Begin TEXT SECTION

Response: Section 204 of the HHLRA requires that the Chairman of the HHC submit for review by the Secretary and if required, congressional approval, all State enactments proposing to amend the HHCA. Any proposed amendments to any terms or provisions of the HHCA by the State should also specify that the proposed amendment seeks to amend the HHCA, which puts all persons on notice that the amendment needs review by the Secretary. Consistent with the Admission Act and HHCA, if Federal review finds that any State enactment impacts any of the factors in section48.20 of this rule, Congressional action is required before it has any effect on the provisions of the HHCA or administration of the Trust. It is the responsibility of the HHC Chairman to monitor the State's legislative activities and to obtain the required review by the Secretary if it is the State's intent to amend the HHCA.

Once the Department determines that Congress must approve a proposed amendment to the HHCA and the Department transmits the proposed amendment to Congress, there is no requirement that the Administration monitor or advocate its passage. The Administration may oppose an amendment that does not advance the interests of the HHCA beneficiaries.

11. Do State-proposed amendments to the HHCA require Congressional approval or consent?

Issue: A commenter suggests that Congressional consent and not approval is required for certain proposed amendments to the HHCA.

Response: Congress provided in section 4 of the Admission Act that certain amendments to the HHCA would require the consent of the United States. Congress also clarified in section 204 of the HHLRA that the consent of the United States is provided through the approval by Congress. Thus, approval is required.

End TEXT SECTION
Begin RECORDS SUPPLIED

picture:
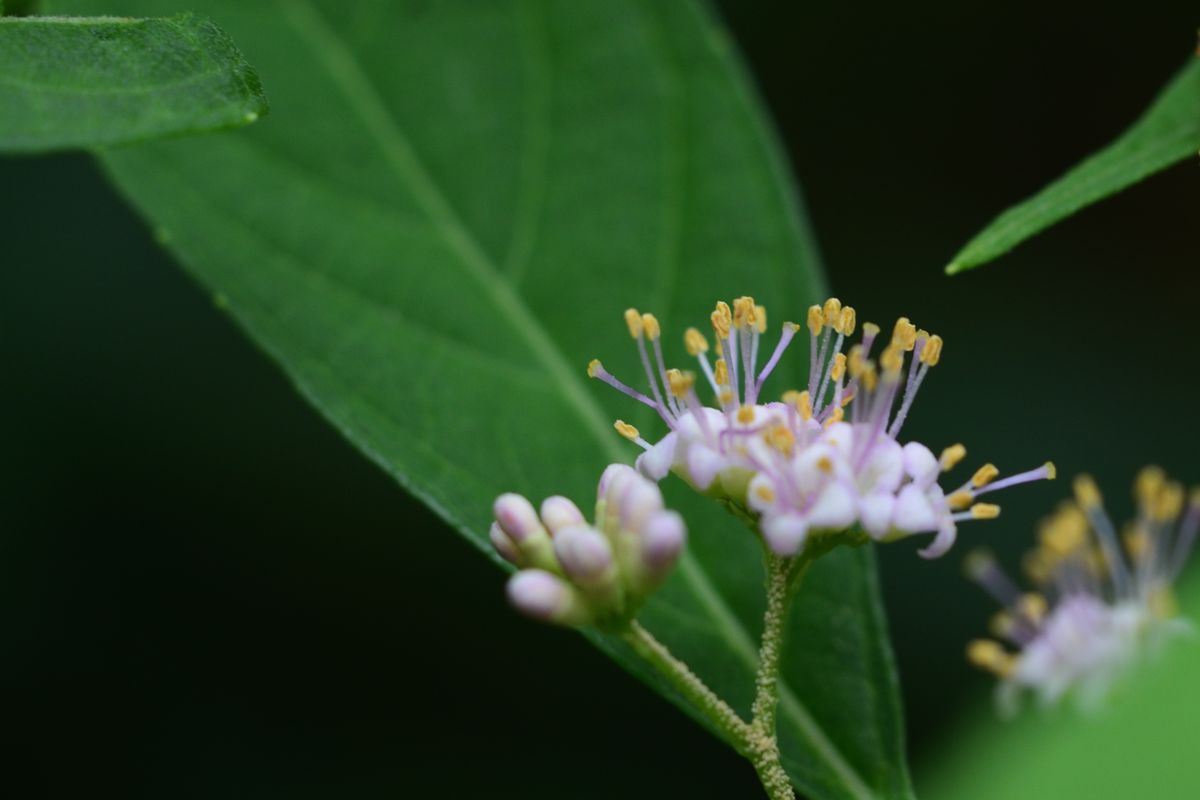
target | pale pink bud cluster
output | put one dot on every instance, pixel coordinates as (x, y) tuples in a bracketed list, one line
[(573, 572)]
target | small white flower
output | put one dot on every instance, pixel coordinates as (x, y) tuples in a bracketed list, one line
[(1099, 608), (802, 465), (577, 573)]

End RECORDS SUPPLIED
Begin RECORDS SUPPLIED

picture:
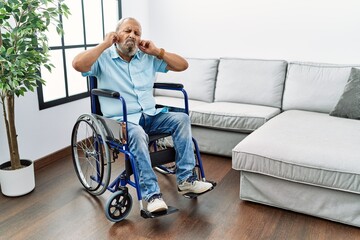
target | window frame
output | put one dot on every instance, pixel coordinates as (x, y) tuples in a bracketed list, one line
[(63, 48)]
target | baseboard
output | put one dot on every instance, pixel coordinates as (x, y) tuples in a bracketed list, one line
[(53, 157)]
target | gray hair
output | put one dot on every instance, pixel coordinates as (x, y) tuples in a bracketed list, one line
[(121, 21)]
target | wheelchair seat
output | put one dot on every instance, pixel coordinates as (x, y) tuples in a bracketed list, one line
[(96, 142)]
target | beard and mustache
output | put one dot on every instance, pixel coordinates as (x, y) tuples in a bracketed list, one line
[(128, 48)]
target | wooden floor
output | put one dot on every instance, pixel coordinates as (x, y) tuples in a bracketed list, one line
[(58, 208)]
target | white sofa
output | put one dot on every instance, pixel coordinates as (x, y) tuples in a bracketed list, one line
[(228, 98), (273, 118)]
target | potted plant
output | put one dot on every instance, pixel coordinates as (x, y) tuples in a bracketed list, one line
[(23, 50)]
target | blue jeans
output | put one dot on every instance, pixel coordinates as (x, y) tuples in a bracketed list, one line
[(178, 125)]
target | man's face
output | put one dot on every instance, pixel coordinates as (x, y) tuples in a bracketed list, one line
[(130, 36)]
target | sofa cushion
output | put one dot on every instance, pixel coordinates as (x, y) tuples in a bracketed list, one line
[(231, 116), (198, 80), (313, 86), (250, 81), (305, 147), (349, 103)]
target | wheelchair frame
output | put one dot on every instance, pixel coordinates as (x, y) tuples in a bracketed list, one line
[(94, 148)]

End RECORDS SUPPLIED
Begin RECORDS SUPPLIED

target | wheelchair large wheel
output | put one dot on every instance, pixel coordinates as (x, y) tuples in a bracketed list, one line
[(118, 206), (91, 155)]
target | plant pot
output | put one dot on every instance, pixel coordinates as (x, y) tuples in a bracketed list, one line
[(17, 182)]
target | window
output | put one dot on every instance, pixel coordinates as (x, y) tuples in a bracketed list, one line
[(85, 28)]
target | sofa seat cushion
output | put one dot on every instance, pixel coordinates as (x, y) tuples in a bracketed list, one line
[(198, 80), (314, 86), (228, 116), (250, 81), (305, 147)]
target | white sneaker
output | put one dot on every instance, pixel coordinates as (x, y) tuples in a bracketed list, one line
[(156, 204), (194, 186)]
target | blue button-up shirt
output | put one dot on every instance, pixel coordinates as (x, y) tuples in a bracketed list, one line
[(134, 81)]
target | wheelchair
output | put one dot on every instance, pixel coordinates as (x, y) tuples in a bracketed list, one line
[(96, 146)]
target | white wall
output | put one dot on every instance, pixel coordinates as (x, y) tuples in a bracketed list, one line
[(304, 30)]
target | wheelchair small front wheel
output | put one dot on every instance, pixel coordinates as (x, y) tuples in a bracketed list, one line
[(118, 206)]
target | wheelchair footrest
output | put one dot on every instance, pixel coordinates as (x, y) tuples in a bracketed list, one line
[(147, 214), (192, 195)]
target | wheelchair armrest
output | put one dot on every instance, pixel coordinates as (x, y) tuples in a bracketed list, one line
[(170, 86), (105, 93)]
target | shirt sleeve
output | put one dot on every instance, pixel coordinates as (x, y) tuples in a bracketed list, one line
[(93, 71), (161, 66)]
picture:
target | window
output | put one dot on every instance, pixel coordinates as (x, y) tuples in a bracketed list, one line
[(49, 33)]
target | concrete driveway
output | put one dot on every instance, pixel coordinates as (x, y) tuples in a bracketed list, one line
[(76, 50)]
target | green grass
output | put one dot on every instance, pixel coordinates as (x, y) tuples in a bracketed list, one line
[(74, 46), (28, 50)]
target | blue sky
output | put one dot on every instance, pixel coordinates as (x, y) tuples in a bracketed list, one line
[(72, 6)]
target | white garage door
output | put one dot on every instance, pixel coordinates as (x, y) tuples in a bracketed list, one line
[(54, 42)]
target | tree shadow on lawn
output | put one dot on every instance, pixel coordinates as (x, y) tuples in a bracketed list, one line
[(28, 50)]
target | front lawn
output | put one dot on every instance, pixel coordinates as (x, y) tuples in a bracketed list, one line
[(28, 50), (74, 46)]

End RECORDS SUPPLIED

▸ **TASKS AND EXERCISES**
1 - List every distinct acronym that appears in the text on amendments to the HHCA.
2 - Carry on the text on amendments to the HHCA, picking up after its final sentence.

▸ **RESPONSES PER TASK**
1 - HHLRA, HHC, HHCA

2 -
Section 204(c)(1) also requires the Secretary to submit to Congress a draft joint resolution approving the proposed amendment. Section 397, Joint Resolutions, of Jefferson's Manual of the House of Representatives of the United States Congress, provides, with the exception of joint resolutions proposing amendments to the Constitution, all resolutions are sent to the President for approval and have the full force of law.

12. Does section47.50(a)(8)(i) authorize the State of Hawai'i to evict tenants from property being considered for a land exchange?

Issue: Multiple commenters expressed concern that section 47.50(a)(8)(i) authorizes the State to evict tenants from property being considered for a land exchange.

Response: Section 47.50(a)(8)(i) does not authorize the State or any other entity to evict tenants from property being considered for a land exchange. This provision asks that if a party to the exchange will evict a tenant from land being exchanged under separate legal authority, the party should provide the Secretary details of arrangements for the relocation of the tenants. The provision in section 47.50(a)(8)(i) does not expand or grant such authority. The provision in section 47.50(a)(8)(i) is almost identical to section 43 CFR 2201.1(c)(11) which applies to other Federal land exchanges. The purpose of both 43 CFR 2201.1(c)(11) and final rule 43 CFR 47.50(a)(8)(i) is to assist the Secretary in identifying all costs, both economic and social, to all persons directly affected by an exchange.

13. Should the definition of consultation in both parts 47 and 48 of this rule require face-to-face meetings with beneficiaries to be valid?

Issue: Commenters question whether consultation with beneficiaries without face-to-face meetings will allow for a sufficient opportunity to engage in dialogue with the beneficiaries, consider their views, and, where feasible, seek agreement with them.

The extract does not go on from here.